[Opening Data section]
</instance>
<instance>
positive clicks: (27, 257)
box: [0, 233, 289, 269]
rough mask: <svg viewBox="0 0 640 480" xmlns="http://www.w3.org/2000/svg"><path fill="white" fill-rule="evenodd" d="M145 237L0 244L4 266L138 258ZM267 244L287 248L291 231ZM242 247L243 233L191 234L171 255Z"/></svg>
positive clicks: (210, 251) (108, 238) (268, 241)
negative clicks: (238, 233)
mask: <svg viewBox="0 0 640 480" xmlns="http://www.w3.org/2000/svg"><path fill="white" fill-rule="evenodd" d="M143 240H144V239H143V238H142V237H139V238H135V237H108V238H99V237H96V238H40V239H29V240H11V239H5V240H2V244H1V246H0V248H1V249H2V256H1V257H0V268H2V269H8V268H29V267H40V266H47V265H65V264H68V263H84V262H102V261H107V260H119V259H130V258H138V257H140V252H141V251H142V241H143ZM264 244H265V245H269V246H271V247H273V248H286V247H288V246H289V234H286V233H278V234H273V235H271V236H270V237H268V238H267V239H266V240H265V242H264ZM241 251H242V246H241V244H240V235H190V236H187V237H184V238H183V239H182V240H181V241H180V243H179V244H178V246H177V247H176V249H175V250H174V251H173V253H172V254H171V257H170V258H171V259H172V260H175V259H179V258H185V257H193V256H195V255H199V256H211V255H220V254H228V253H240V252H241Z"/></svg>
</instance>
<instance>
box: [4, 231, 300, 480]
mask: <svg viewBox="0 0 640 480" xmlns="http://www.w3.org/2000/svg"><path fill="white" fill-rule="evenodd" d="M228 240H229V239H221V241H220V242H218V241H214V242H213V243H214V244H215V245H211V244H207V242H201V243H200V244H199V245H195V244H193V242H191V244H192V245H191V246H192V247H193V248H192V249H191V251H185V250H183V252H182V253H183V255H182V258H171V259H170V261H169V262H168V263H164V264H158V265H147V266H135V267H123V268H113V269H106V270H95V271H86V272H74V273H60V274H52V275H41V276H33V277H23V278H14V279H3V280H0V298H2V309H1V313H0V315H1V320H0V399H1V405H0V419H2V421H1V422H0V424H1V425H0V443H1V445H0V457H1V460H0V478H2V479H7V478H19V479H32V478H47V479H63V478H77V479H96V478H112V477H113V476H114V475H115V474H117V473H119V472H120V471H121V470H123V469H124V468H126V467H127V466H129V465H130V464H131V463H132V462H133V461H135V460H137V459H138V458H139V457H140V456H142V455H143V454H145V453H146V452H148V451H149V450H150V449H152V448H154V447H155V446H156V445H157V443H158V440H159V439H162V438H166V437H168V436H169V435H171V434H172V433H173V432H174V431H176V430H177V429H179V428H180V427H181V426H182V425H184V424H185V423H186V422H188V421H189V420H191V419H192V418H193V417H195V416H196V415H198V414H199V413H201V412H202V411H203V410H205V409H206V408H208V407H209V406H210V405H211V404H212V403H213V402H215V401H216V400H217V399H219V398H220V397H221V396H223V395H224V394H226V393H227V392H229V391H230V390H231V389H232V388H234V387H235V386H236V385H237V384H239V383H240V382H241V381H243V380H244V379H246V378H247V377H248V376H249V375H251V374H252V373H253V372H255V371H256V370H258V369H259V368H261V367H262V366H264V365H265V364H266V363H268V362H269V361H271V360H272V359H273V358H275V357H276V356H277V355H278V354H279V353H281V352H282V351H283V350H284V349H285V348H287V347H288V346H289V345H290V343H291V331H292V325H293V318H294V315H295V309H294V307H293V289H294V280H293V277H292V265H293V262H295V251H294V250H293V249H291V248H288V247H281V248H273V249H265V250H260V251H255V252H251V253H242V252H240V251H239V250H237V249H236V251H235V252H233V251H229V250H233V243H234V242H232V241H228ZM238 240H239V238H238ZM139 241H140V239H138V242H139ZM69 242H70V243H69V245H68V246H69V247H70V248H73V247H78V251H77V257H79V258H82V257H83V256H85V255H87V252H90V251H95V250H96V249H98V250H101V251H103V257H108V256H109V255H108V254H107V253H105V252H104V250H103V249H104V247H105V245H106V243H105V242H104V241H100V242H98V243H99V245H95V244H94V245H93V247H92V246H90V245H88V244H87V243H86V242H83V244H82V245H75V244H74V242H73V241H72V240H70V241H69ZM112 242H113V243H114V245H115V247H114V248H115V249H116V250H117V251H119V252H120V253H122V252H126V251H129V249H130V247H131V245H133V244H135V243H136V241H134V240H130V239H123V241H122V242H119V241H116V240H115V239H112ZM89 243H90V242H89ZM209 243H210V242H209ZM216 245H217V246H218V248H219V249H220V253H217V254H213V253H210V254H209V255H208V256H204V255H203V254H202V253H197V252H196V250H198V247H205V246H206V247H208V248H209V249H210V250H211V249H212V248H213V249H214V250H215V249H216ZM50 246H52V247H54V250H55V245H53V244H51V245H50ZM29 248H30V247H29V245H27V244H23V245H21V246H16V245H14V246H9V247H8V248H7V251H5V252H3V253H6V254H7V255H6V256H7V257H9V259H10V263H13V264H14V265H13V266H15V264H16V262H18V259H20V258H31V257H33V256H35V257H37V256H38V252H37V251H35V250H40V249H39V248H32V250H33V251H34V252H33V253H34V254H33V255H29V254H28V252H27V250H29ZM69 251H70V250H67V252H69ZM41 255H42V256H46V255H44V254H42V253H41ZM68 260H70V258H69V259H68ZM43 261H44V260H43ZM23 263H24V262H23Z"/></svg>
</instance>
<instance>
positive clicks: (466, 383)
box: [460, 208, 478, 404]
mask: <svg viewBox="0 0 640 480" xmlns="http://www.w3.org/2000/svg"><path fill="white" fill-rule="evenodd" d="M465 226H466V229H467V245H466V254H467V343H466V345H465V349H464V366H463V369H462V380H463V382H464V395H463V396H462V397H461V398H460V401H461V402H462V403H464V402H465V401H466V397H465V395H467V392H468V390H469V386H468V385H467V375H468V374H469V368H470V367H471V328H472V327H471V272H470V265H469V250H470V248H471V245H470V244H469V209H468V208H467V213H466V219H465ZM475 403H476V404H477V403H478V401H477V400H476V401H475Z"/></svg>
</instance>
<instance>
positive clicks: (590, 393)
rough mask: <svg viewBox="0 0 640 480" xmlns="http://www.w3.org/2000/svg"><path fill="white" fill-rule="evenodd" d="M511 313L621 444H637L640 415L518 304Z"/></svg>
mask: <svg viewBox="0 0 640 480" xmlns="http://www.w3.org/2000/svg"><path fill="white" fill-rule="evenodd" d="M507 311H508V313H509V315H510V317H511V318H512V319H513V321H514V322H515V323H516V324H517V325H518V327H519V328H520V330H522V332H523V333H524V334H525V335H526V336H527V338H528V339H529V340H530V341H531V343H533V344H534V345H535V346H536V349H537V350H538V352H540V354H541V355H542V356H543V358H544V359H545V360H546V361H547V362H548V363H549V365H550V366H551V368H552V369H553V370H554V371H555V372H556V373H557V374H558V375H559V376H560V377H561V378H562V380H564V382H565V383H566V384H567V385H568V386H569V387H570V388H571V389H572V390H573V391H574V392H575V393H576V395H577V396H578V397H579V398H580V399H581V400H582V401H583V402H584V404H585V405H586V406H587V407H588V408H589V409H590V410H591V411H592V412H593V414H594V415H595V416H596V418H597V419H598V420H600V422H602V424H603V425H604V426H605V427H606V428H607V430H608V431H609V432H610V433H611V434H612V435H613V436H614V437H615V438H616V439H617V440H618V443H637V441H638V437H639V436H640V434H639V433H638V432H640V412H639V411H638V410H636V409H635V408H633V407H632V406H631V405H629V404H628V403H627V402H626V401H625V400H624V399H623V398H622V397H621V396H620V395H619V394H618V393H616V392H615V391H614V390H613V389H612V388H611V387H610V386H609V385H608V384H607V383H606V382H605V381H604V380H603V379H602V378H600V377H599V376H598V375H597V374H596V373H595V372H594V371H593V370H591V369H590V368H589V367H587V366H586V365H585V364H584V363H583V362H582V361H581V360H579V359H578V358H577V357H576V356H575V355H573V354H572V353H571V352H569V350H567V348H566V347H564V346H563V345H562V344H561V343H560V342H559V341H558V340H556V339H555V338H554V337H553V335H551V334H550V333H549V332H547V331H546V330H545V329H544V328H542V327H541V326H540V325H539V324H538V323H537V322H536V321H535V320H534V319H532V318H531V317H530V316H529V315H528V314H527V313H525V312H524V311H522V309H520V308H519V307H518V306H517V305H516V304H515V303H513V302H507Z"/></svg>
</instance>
[Closing Data section]
**Work to be completed**
Only a number is wanted here: the count of lines above that hold the word "clicks".

**Task answer**
5